Task 1
List every stock ticker symbol that appears in parentheses in the excerpt about cash-rich companies.

Excerpted passage
---

Think companies such as Facebook  (FB) , Apple  (AAPL) , Alphabet  (GOOGL) , etc. 

Watch the full video above for Cramer's thoughts. 

Video Transcript:

Katherine Ross:
What about the companies that are positioned well? What of the companies that you mentioned in your Real Money column with a lot of cash on hand, which is the FANG stocks? If I'm an investor, should I be padding my portfolio more with those kinds of stocks of companies that have cash to spare?

Jim Cramer:
I think absolutely. We have not sold any of those with cash to spare. You know why we haven't sold those with cash to spare? Because they're going to be not just winners, but they're going to be rulers. Now, the issue with FANG is the government, but Facebook can't buy anybody, Amazon can't buy anybody, Netflix maybe, but Alphabet can't buy anybody. Apple can't buy anybody without real scrutiny, interest scrutiny. So it's not worth wasting their time, Katherine. But boy, the balance sheets they have are so great that you start thinking, "Wow, maybe other companies can go under and they're going to own it." This is... The one that I pause it right now, Home Depot and Lowe's. If you own home Depot, which we did, and I feel somewhat bereft that we didn't stay long in this. It was such a good stock. Two, that I regret that we sold the Home Depot and Cisco, but we wanted to raise some capital for others, which was in many ways better.

Jim Cramer:
But Home Depot has a lot of True Values it competes against, still a lot of mom and pop [inaudible 00:05:02]. And they're not going to make it. You can say and Lowe's is going to make it too. So those two are going to have a duopoly on hardware, and who knows what they can charge. Now, I think they're both geared for giving the consumer the best value typically, and definitely the contractor. But Katherine, I mean, you have two stores dominate a hundred... I don't what the total just in markets, but that's going to be amazing and it's going to make it so you really want own those two stocks. You.

---

Supplied material
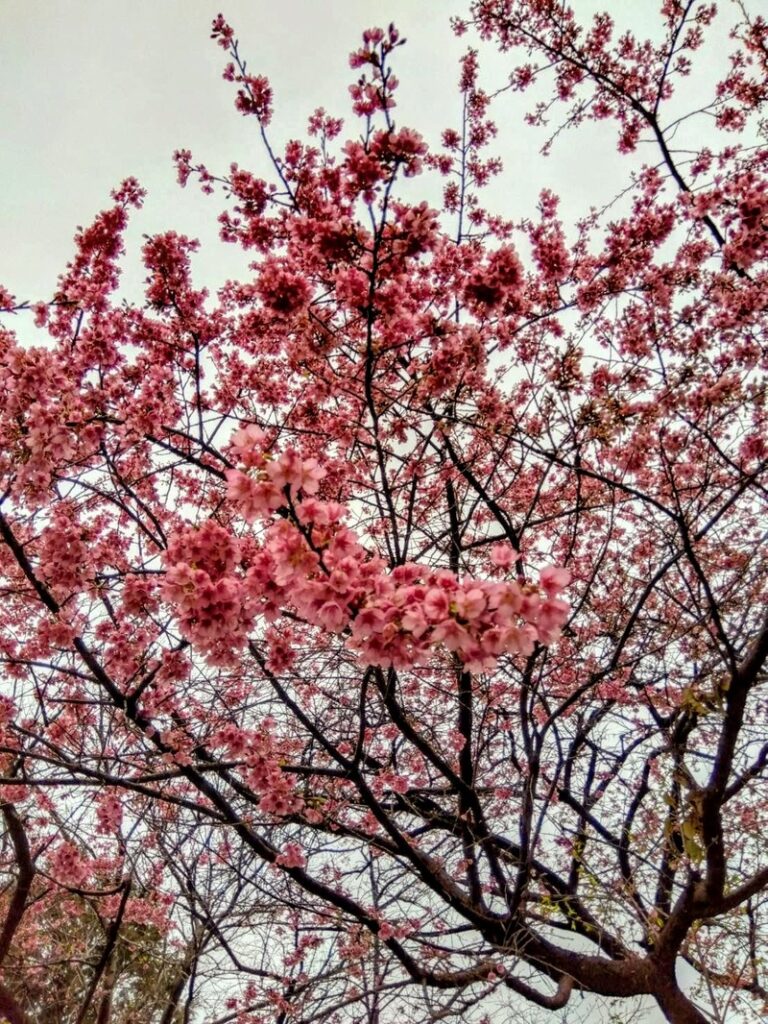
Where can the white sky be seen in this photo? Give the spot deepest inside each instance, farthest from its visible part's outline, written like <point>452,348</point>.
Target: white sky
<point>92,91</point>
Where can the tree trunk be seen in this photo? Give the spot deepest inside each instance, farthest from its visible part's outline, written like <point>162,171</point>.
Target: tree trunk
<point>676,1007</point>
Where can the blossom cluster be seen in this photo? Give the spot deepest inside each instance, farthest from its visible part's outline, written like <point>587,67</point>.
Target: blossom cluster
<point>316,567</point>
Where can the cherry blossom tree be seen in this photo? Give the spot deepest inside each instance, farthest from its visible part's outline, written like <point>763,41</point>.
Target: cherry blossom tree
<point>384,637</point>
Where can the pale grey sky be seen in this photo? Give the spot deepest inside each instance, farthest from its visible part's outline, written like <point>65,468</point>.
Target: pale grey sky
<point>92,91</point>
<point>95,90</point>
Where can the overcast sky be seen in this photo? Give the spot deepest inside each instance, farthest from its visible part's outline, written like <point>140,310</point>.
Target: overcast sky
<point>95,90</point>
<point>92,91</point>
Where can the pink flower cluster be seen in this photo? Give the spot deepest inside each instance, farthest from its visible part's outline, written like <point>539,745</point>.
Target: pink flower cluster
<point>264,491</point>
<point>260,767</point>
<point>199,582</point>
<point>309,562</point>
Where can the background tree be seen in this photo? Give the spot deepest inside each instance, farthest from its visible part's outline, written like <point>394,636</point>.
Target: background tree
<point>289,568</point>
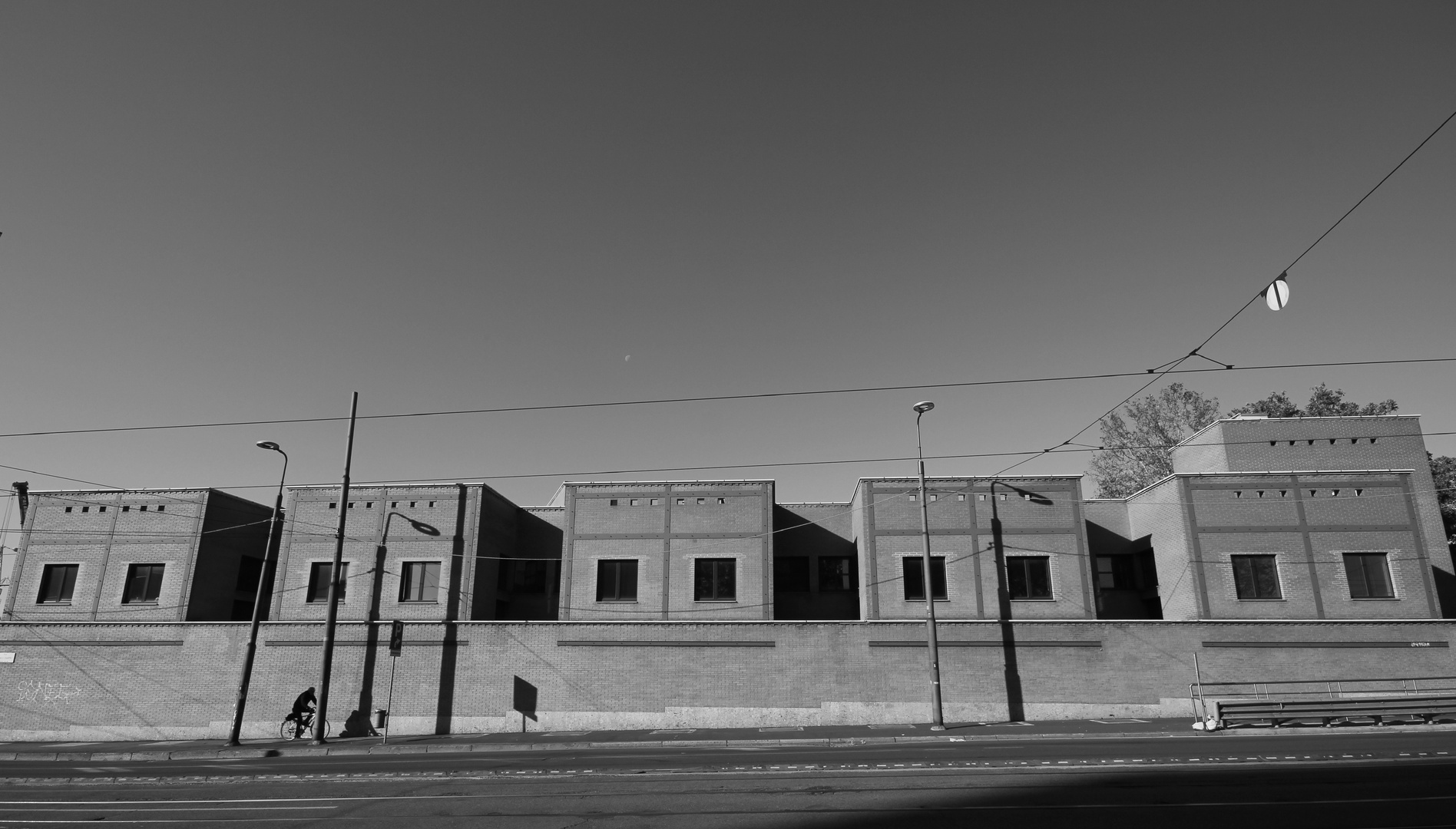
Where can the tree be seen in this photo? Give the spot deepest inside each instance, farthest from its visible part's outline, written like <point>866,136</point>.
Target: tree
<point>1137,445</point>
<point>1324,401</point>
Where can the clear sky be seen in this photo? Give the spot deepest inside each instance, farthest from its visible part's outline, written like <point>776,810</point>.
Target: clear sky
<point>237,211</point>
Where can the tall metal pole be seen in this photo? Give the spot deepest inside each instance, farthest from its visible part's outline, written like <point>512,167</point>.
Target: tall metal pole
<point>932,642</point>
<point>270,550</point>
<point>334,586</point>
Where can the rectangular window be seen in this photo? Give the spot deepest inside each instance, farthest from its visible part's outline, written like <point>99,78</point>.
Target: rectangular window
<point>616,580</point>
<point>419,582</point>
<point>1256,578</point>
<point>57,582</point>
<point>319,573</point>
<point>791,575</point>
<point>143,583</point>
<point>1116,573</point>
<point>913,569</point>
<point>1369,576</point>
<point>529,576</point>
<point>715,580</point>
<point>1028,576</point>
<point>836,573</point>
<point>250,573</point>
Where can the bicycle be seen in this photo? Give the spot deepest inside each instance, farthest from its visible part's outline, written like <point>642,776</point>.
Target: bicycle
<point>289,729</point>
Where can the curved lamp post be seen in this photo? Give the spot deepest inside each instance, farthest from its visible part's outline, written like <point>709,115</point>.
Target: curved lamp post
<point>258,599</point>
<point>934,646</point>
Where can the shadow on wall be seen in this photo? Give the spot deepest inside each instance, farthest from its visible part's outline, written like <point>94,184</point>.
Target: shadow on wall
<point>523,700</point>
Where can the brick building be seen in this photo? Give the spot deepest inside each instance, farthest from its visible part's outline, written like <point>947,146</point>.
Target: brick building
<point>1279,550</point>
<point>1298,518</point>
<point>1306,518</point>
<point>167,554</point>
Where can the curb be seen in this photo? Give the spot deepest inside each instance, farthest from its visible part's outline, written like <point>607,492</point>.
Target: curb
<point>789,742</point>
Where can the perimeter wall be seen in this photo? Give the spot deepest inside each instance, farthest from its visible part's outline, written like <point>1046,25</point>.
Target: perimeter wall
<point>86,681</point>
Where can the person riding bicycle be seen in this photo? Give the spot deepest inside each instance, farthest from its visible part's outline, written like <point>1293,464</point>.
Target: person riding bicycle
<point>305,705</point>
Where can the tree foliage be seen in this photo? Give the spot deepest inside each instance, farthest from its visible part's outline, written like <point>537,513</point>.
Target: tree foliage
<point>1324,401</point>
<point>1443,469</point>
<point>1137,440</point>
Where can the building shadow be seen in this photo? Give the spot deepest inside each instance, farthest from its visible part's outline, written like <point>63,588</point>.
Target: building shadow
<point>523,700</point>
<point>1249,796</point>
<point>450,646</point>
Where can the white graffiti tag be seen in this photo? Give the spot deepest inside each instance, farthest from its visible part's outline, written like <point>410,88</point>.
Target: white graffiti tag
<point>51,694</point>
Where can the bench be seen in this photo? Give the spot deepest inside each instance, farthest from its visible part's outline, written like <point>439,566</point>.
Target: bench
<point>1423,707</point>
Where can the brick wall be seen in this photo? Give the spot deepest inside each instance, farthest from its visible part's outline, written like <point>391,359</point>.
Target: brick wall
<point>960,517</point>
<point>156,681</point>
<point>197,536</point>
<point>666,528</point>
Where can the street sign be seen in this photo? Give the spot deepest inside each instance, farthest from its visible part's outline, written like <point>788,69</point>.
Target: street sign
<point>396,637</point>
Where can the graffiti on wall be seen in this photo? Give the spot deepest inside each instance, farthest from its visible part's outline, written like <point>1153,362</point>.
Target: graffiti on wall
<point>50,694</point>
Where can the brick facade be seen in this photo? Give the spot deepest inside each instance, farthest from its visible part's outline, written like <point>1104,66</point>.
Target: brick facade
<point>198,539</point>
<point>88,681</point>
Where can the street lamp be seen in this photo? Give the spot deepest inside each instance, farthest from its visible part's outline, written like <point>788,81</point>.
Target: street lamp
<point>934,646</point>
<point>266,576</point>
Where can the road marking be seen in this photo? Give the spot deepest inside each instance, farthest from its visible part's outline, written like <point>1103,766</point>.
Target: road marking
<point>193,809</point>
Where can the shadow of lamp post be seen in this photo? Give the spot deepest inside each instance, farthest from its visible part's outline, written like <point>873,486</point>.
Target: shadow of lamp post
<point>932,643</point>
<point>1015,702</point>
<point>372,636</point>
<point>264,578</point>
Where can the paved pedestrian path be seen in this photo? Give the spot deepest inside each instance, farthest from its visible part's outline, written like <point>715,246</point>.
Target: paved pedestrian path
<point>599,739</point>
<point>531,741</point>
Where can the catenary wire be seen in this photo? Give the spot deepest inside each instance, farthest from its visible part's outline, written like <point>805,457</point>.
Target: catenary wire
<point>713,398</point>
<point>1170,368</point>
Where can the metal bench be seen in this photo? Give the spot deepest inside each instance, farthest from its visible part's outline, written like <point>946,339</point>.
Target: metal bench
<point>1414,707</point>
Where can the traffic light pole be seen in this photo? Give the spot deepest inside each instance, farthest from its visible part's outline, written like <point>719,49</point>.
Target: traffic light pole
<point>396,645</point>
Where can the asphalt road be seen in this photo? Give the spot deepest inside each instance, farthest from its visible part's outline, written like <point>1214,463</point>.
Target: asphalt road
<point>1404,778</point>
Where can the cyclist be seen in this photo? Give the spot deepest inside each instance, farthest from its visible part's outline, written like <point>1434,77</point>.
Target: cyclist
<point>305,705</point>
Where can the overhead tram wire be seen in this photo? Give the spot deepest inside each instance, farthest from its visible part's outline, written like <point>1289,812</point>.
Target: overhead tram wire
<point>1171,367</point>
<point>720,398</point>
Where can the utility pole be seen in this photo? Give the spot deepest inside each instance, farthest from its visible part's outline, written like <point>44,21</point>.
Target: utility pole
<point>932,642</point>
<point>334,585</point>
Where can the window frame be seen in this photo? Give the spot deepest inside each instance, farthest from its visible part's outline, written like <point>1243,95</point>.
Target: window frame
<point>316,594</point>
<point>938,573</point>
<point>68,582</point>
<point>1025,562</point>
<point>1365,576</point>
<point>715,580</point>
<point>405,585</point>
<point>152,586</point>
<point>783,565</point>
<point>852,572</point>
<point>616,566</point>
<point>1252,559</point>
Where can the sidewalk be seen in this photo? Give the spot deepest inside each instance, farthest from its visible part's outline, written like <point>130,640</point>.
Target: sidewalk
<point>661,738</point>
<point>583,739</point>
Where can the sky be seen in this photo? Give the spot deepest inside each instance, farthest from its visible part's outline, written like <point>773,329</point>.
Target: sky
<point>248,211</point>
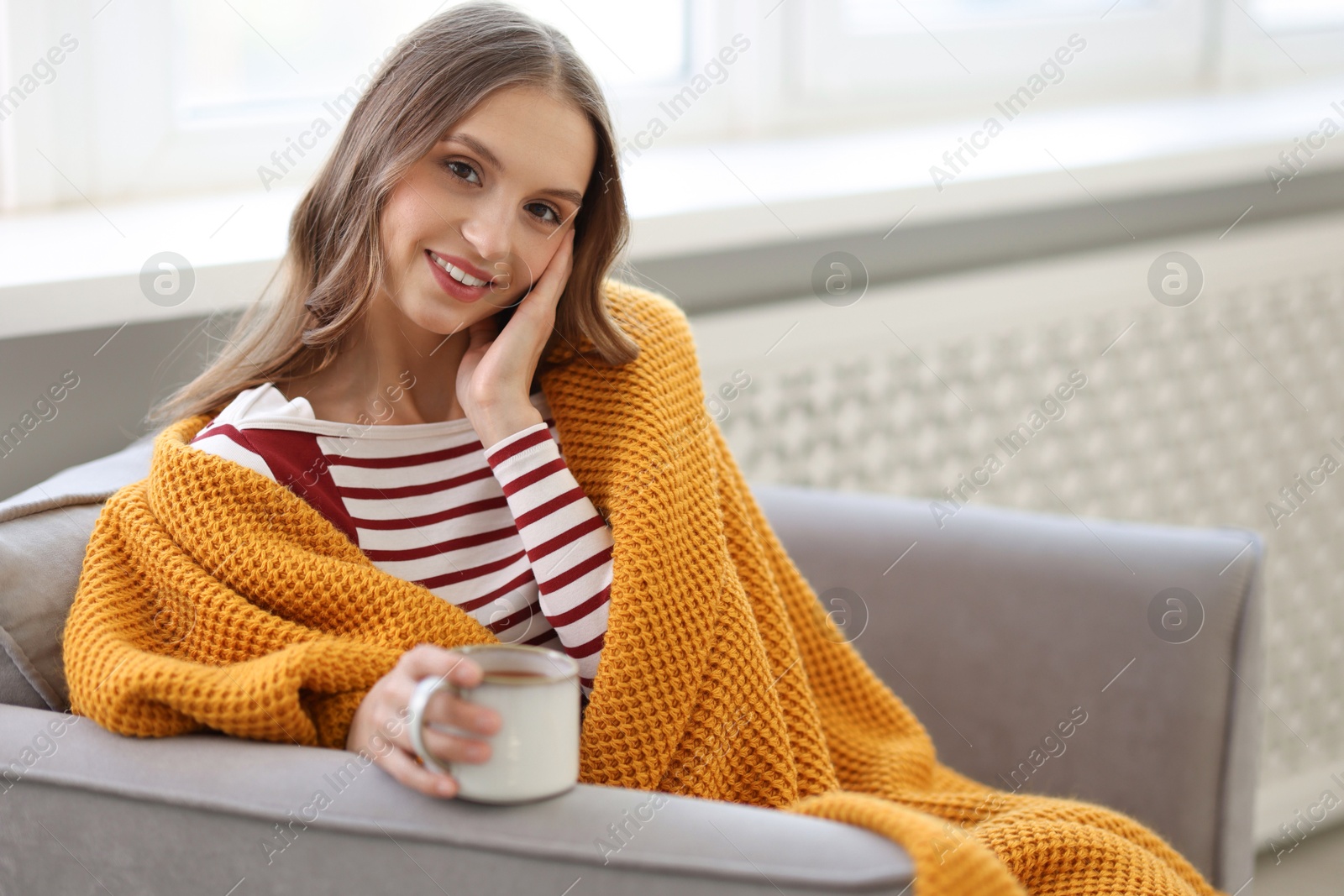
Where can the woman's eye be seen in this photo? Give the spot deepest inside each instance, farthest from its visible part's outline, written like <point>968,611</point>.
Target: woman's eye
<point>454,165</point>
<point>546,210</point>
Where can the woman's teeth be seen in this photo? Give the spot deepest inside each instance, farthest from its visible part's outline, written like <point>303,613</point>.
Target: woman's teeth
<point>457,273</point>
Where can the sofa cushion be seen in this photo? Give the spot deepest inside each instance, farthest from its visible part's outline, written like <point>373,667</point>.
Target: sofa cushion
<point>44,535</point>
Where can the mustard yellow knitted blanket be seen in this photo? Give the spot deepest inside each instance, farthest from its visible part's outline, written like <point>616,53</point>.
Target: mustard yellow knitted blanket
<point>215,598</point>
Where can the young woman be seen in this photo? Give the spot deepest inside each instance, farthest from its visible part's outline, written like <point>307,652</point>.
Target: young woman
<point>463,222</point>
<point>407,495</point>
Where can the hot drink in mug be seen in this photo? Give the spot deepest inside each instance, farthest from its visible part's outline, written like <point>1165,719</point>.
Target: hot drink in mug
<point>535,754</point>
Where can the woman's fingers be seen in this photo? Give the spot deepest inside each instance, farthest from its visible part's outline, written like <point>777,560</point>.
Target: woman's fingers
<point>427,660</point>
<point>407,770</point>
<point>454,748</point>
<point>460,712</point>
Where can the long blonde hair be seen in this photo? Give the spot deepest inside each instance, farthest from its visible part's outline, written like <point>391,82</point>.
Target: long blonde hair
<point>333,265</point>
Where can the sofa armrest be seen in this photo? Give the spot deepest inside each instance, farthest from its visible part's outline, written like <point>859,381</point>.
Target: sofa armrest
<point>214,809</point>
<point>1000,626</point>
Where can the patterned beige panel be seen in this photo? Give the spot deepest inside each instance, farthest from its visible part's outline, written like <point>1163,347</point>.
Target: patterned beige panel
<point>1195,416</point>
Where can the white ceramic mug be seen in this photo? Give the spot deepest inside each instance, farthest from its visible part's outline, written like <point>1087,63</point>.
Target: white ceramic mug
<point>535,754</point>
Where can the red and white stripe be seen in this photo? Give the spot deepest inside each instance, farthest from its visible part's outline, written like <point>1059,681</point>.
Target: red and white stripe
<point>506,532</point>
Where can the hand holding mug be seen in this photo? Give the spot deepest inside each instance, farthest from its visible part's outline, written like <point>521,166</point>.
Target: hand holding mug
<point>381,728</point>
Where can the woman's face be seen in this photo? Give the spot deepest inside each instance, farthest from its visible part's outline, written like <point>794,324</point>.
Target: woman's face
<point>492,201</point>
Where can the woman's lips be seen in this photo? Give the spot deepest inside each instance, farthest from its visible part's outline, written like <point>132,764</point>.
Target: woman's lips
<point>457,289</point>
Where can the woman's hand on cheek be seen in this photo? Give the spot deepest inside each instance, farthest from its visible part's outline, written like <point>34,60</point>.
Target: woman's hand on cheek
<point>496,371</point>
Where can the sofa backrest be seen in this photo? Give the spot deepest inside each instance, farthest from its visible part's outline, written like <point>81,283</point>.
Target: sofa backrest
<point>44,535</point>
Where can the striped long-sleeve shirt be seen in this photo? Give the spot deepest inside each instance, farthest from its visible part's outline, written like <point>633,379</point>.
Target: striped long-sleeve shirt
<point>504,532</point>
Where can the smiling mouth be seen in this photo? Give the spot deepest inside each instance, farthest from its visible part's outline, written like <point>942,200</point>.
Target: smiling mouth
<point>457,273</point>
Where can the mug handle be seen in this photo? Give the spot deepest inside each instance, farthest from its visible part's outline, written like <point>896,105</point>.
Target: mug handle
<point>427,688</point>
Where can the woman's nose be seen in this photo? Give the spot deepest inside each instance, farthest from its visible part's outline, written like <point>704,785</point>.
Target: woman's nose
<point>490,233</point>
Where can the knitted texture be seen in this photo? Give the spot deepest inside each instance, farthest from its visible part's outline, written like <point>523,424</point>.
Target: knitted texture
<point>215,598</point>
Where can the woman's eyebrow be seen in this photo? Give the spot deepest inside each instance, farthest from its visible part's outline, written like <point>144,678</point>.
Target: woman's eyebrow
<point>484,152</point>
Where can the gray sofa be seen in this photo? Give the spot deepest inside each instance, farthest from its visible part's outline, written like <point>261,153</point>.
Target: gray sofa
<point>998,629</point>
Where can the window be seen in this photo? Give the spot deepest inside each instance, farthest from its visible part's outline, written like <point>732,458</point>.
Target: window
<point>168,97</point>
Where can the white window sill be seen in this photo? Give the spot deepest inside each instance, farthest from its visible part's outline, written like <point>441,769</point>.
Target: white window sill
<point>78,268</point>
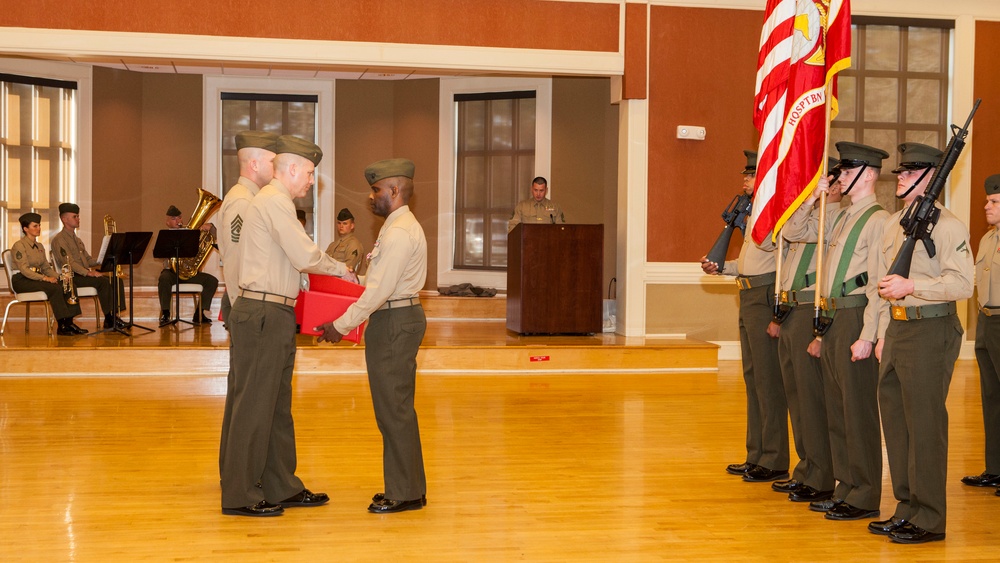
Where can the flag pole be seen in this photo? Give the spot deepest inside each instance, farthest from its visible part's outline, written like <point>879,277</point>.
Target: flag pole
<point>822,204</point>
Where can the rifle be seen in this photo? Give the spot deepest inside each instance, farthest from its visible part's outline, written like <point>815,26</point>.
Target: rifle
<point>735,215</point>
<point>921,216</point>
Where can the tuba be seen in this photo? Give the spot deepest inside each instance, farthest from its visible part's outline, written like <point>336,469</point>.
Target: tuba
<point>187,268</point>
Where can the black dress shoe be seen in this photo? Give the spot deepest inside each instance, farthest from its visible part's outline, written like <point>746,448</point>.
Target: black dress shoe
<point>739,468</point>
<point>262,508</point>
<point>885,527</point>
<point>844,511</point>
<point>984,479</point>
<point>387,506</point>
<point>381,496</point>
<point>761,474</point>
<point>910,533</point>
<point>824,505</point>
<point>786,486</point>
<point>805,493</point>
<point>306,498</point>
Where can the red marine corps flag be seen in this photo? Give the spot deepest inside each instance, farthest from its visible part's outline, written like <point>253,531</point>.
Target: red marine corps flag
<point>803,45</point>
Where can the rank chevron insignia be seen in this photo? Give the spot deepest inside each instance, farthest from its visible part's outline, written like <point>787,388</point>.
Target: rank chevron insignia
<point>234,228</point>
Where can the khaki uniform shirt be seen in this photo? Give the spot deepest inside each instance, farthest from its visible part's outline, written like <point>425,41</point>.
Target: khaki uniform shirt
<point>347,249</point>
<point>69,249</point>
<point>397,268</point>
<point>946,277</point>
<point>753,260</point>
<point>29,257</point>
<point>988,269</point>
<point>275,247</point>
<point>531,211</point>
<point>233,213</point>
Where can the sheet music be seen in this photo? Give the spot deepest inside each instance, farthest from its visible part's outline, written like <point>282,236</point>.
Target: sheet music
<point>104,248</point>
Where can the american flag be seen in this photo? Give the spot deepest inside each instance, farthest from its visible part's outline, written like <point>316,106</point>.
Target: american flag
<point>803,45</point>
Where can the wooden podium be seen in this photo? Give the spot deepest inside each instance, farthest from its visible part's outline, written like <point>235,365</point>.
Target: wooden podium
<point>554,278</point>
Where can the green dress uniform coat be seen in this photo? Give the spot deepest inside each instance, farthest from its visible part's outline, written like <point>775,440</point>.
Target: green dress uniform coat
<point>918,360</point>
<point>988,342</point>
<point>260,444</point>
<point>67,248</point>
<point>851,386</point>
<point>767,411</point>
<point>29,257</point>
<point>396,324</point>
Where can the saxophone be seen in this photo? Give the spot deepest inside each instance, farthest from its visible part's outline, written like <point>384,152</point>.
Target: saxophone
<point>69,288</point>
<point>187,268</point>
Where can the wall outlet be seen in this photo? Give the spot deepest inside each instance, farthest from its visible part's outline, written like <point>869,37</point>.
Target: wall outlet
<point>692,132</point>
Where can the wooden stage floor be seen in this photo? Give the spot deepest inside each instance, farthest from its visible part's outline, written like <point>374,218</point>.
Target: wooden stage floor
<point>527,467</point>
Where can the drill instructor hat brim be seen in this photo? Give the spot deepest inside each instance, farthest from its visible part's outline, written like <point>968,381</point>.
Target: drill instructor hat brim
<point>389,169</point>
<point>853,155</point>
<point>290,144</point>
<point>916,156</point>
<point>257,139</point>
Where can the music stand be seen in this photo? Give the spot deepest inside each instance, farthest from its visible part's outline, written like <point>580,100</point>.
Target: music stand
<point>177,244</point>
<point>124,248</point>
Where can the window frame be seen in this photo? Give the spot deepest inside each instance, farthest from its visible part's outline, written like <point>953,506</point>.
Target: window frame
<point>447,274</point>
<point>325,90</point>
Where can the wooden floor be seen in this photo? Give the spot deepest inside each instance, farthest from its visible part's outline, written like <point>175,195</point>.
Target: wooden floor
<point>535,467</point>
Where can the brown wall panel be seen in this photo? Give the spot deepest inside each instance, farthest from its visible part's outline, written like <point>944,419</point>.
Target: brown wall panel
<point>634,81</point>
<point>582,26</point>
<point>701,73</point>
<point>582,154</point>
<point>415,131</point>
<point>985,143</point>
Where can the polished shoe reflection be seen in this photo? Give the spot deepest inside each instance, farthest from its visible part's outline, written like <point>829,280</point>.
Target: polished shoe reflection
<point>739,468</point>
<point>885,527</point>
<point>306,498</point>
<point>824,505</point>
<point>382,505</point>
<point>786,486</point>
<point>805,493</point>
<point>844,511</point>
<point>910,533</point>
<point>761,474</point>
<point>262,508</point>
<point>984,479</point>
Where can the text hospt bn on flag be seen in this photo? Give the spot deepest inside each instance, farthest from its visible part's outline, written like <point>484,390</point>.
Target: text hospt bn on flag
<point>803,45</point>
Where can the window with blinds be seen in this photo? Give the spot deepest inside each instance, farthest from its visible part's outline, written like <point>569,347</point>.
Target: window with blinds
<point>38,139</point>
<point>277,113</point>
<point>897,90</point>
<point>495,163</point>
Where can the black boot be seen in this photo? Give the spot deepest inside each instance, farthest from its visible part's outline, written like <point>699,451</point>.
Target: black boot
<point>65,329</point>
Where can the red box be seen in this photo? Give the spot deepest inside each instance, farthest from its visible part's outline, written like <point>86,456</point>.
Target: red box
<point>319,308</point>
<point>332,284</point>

---

Task 2
Scale the answer coordinates in the rows from the line containing "Where can the woman's eye be" through the line containing "<point>546,210</point>". Reproduce only that stretch, requests included, and multiply each point coordinate in the answers by 1.3, rounding to whole numbers with halves rounded up.

Full output 1
FB, AAPL, GOOGL

Full output 2
Where can the woman's eye be seen in this photo? Give the spot deepest inside each instance, farthest from its visible part's outline, written like <point>968,611</point>.
Target: woman's eye
<point>590,215</point>
<point>710,273</point>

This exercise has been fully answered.